Goal: Copy the material verbatim, starting at its first line and ending with the line that holds "[(640, 289), (35, 395)]", both included.

(Named-object pointing records)
+--

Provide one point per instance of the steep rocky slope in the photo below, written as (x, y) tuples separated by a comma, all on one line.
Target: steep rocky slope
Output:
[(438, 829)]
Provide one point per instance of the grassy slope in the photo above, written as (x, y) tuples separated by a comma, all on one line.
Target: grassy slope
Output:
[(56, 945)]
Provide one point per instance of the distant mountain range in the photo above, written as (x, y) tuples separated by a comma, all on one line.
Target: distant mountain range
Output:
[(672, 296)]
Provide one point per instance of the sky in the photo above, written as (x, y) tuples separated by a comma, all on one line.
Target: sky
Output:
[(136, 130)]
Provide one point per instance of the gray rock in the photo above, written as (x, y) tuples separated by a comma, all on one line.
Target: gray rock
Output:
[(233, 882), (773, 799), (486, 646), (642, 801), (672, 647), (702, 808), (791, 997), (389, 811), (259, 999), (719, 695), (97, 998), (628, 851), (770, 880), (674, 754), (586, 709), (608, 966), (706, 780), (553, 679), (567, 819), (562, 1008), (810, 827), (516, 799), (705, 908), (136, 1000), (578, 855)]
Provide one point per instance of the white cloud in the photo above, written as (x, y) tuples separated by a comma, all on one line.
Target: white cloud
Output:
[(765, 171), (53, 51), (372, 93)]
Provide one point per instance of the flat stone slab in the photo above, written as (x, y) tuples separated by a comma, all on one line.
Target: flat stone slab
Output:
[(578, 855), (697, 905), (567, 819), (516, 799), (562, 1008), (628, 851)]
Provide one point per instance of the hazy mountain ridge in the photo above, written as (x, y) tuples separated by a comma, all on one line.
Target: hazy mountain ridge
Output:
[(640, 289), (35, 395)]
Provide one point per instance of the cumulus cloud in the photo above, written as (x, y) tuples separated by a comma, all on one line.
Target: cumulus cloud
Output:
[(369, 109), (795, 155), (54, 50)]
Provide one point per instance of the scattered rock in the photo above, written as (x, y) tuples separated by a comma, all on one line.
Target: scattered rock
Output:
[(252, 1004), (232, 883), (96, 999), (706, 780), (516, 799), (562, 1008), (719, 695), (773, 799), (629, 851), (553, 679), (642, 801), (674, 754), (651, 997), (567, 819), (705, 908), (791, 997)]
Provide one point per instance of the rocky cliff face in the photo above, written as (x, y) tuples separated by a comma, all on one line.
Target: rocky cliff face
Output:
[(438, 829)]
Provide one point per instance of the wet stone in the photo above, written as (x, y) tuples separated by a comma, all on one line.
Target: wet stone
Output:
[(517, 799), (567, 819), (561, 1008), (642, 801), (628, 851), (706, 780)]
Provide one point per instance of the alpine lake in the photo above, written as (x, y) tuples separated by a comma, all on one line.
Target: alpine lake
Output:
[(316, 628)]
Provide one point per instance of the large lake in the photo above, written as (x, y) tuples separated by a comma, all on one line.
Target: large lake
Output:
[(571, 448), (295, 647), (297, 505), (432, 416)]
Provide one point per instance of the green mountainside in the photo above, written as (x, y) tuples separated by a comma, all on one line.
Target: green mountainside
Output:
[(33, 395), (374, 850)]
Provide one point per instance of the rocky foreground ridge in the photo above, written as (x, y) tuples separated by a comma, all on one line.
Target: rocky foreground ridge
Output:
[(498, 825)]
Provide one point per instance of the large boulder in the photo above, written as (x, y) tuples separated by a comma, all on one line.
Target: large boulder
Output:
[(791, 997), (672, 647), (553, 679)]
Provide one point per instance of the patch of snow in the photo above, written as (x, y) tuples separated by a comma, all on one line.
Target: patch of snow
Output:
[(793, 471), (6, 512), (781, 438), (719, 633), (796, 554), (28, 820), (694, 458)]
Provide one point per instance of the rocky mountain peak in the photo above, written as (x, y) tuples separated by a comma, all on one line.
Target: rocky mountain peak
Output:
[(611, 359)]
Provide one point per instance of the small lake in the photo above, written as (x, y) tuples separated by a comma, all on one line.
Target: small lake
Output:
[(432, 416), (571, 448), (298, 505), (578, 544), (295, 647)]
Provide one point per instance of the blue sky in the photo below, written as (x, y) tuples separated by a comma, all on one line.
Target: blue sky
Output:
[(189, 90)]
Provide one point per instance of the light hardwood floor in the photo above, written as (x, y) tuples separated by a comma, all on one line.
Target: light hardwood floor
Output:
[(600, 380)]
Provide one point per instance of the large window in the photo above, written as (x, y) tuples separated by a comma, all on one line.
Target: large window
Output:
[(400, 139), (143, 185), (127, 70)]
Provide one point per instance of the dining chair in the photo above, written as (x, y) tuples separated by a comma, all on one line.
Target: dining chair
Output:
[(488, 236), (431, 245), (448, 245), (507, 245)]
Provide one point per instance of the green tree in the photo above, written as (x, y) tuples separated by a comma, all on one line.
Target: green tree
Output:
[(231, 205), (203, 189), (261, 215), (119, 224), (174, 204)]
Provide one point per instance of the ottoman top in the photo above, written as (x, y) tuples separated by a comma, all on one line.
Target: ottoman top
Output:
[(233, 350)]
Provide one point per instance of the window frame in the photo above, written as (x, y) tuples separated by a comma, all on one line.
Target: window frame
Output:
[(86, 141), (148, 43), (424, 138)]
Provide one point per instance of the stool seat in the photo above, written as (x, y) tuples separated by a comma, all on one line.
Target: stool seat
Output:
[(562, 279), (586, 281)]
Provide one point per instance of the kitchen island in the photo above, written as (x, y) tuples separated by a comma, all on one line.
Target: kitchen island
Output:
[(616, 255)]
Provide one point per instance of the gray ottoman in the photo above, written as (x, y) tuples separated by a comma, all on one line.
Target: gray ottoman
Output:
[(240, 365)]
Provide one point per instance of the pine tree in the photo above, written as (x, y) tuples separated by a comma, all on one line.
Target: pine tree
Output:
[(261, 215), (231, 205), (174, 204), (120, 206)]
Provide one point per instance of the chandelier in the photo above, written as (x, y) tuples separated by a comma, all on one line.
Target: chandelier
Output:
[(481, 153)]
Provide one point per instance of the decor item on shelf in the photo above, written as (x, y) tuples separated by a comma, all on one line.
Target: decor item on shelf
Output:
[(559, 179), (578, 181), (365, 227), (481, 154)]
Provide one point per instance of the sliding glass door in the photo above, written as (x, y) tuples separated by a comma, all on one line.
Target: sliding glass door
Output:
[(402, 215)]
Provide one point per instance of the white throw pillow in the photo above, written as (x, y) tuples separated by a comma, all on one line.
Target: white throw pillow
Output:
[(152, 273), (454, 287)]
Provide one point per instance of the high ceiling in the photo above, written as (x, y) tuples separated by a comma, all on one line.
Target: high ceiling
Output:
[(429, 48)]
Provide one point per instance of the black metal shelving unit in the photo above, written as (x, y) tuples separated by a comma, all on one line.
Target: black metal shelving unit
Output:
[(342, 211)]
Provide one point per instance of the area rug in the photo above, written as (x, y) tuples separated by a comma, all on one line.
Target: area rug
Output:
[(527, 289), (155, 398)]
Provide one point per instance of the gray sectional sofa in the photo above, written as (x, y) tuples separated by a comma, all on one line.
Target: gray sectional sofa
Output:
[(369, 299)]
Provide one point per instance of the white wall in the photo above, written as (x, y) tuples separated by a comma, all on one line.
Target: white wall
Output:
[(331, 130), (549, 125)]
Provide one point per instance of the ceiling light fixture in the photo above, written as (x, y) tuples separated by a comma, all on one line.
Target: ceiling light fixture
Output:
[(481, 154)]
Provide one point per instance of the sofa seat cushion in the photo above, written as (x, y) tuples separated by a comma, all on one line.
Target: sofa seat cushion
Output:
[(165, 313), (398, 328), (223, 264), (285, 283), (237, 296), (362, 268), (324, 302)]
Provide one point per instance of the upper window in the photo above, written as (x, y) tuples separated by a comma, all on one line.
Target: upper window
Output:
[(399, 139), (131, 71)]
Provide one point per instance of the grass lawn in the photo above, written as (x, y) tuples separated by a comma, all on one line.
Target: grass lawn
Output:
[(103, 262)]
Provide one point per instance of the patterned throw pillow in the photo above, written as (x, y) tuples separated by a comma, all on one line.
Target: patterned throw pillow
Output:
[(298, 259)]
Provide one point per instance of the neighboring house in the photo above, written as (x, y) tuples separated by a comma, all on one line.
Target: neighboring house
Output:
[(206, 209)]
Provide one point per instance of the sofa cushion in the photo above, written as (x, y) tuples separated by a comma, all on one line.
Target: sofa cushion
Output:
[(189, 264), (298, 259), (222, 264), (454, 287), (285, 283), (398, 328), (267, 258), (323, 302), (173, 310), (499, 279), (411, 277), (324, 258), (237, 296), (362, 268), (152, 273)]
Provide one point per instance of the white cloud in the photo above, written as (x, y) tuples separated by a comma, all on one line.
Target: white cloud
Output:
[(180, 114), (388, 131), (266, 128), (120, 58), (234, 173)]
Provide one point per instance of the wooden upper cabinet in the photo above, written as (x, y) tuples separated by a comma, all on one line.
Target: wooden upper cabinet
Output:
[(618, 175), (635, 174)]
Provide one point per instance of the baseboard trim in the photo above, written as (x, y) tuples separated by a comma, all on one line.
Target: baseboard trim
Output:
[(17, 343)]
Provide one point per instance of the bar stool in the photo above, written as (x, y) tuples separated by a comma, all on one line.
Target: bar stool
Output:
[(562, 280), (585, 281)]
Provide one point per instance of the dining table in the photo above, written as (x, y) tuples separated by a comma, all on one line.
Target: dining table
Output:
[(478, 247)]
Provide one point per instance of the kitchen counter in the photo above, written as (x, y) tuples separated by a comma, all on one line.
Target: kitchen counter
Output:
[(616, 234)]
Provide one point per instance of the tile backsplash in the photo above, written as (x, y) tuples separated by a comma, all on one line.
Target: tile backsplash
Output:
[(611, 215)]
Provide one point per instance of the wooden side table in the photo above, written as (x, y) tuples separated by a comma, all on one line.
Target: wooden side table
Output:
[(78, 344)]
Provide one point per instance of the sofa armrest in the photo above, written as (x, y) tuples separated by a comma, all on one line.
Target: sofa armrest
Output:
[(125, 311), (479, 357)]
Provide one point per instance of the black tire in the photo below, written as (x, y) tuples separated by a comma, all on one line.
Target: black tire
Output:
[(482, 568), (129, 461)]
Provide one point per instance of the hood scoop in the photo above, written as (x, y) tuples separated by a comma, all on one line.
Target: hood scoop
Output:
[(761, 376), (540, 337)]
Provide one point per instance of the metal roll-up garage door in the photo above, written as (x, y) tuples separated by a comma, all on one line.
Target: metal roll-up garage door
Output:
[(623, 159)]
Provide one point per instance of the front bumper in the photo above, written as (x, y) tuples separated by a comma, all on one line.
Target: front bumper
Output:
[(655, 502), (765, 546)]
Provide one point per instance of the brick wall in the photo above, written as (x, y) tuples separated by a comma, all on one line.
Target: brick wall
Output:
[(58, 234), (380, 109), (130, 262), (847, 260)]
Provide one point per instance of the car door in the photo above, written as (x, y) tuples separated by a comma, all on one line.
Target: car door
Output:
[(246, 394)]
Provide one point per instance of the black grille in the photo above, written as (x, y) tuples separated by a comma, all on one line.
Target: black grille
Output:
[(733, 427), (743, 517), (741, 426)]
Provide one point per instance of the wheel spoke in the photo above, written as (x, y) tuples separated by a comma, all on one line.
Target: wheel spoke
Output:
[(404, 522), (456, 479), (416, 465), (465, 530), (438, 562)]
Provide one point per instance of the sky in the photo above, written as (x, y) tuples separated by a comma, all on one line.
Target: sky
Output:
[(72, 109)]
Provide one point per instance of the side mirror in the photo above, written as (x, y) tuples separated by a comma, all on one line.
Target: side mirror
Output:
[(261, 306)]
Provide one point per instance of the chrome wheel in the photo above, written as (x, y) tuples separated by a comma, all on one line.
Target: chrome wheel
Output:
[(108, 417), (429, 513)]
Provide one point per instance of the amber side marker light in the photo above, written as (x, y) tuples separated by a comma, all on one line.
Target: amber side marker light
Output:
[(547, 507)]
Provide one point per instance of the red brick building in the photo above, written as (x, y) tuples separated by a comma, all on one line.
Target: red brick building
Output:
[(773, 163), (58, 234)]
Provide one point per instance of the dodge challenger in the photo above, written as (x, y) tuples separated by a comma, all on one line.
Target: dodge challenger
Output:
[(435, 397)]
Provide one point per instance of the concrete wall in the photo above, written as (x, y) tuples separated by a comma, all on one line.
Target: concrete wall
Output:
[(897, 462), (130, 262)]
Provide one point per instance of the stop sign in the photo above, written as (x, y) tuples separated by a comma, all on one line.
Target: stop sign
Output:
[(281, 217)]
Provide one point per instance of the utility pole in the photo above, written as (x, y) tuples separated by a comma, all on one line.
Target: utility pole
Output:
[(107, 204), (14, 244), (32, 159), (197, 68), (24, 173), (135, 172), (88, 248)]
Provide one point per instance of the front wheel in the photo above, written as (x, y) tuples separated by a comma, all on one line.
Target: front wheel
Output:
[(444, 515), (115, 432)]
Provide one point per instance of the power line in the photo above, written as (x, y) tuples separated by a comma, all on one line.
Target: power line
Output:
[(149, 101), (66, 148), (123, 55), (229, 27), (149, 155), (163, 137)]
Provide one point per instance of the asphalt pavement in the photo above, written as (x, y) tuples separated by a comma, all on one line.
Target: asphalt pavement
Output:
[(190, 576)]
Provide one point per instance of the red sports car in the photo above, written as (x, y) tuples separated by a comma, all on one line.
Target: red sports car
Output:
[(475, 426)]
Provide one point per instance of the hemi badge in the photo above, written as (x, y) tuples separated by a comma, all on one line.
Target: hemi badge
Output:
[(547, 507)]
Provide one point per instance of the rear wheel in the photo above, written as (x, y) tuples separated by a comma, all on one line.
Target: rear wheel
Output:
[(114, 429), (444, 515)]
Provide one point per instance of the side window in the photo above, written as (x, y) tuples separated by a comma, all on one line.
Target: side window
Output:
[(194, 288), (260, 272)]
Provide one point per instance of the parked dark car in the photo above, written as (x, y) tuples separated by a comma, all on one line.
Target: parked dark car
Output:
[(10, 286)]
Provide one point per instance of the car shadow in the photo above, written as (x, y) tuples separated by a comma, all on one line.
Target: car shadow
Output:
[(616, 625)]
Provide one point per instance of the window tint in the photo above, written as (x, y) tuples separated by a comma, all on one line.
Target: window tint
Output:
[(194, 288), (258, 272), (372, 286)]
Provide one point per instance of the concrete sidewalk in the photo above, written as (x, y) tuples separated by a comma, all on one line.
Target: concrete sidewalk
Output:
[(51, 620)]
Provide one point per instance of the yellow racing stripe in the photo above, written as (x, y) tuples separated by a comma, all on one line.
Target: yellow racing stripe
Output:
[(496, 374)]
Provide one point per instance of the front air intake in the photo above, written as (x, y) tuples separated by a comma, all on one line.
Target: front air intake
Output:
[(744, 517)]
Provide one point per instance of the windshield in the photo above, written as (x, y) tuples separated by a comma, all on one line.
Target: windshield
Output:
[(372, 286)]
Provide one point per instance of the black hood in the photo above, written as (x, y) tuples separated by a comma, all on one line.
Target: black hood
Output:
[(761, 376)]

+--

Answer for this exercise:
Provide one point per instance of the steep rocky slope in the photo below, written as (x, y) tuples separated by a comma, all on one line.
Target: steep rocky slope
Output:
[(438, 829)]
Provide one point per instance of the grassy slope in the photo above, written as (x, y) tuples separated by a comma, all on one line.
Target: grassy slope
Output:
[(56, 945)]
Provide one point per instance of the distant mountain range in the photo above, written as (x, y) tuples separated by a comma, all on one line.
Target: distant mountain range
Output:
[(672, 296)]
Provide one point per instance of the sky in the photo above, written as (x, y) tuples separated by a comma, all on one line.
Target: sky
Output:
[(136, 130)]
Provide one point per instance of the gray rock in the photo above, written as (x, y) tuples separated by a comma, all on one line.
Target: gray rock
Output:
[(233, 882), (773, 799), (486, 646), (642, 801), (672, 647), (702, 808), (791, 997), (389, 811), (259, 999), (719, 695), (97, 998), (628, 851), (770, 880), (674, 754), (586, 709), (608, 966), (706, 780), (553, 679), (567, 819), (562, 1008), (810, 827), (516, 799), (705, 908), (136, 1000), (578, 855)]
Provide one point per instance of the white cloud in the photo above, written as (x, y) tuples separated by a comma, all on one line.
Target: white cloud
Output:
[(765, 171), (53, 51), (372, 93)]
Provide one point per instance of the flat stone slab in the photo above, written as (x, y) tuples separated by a comma, all on one line.
Target: flat stone slab
Output:
[(578, 855), (697, 905), (567, 819), (516, 799), (562, 1008), (628, 851)]
Provide one point per instance of the hazy mountain ridge in the photo above, written as (x, y) tuples separated by a comma, all on one line.
Target: hazy mountain ridge
Output:
[(640, 289), (35, 395)]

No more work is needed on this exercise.